- STATED EXERCISE A -
In the thread below about transforming the final result of Stream.collect(), list the uses that Graham imagines the missing feature would serve.
- STATED EXERCISE B -
Proceed with the thread below on transforming the final result of Stream.collect(), starting right after its last line.

- ARTICLE -
━━━

Allowing wrapping/transforming of the final result of Stream.collect()

Mon Sep 2 15:48:49 PDT 2013

Hi,

Mostly for posterity: as of b105, for the unmodifiableXXX use case, it is
now possible to do:

Set<Thing> unmodifiableResult = myThings.stream()
    ...
    .collect(Collectors.collectingAndThen(Collectors.toSet(),
Collections::unmodifiableSet));

Similarly for my Trades domain object example:

    .collect(Collectors.collectingAndThen(Collectors.toList(),
Trades::new));

(looks nicer with static imports)

Glad to see this included, hope it sticks around :-)

Thanks,
Graham

On 16 April 2013 16:34, Graham Allan <grundlefleck at gmail.com> wrote:

> Hi Brian,
>
> The value lost is only in the fluency of the statements. Everything I want
> to do is already trivially achievable, just at a slightly reduced
> readability.
>
> Entirely satisfied with your reasoning, and appreciate the response.
>
> Cheers,
> Graham
>
>
> On 16 April 2013 14:55, Brian Goetz <brian.goetz at oracle.com> wrote:
>
>>  AFAICT Stream's into() has been completely superceded by collect(), and
>>> Stream.Destination does not exist in b83.
>>>
>>
>> Correct.
>>
>>
>>  Does an equivalent now exist with collect()? I could not find an obvious
>>> way to do this, as both accumulator and combiner are expected to operate
>>> on
>>> elements or partial results while collecting is in progress, but are not
>>> given the chance to transform the final result.
>>>
>>
>> This is correct.
>>
>>
>>  If there is no equivalent, are there plans to add one? It would be a
>>> shame
>>> to miss this out, when I imagine it would be well used, not just for
>>> immutable collections, but also their cousins, the unmodifiable wrappers,
>>> as well as synchronized wrappers, and creating sets from maps
>>> (Collections.newSetFromMap, a common way to obtain a concurrent hash
>>> set[1]).
>>>
>>
>> Agreed that it is a shame.  We spent a lot of time investigating this,
>> and it added more complexity than it first appeared, so we retreated to the
>> current state.
>>
>> The easy case is easy: you want to apply a transform to the final result.

━━━

- GIVEN DATA -
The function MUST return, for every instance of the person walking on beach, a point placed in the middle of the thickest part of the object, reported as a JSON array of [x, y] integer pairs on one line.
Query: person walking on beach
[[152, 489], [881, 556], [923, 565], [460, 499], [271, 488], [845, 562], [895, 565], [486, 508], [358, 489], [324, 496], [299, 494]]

━━━

- RESULT A -
- Immutable collections
- Unmodifiable wrappers
- Synchronized wrappers
- Creating sets from maps (Collections.newSetFromMap)

- RESULT B -
>>  As in:
>>
>>   StringBuilder sb = stuff.map(Object::toString)
>>                           .collect(toStringBuilder());
>>   String result = sb.toString();
>>
>> Here, the Collector does not return what you actually want.  Of course,
>> in this case, its easy to do it unobstrusively:
>>
>>   String result = stuff.map(Object::toString)
>>                        .collect(toStringBuilder())
>>                        .toString();
>>
>> But there are other cases where you want to do slightly more, and would
>> like to apply a function to the result.  For example, its easy to compute
>> average with an array of two longs:
>>
>>   long[] raw
>>       = stuff.collect(() -> new long[2],
>>                       (la, x) -> { la[0] += x; la[1]++; },
>>                       (la, lb) -> { la[0] += lb[0]; la[1] += lb[2]; });
>>   double avg = (raw[1] > 0) ? (double) raw[0] / raw[1] : 0.0;
>>
>> Here, its not quite so easy to just say
>>   .toDouble()
>> on the result, so you have to do an extra step.  Really, what you want to
>> be able to to do is roll both into a Collector, where the internal state
>> (array of longs) is hidden and only the result is exposed.  We get that.
>>
>> Where this falls apart is when you want to do this as the downstream
>> reduction in a composed reduction, such as "group transactions by salesman
>> and compute average sale".  You want to get a Map<Salesman, Double> rather
>> than a Map<Salesman, long[]>.  Right?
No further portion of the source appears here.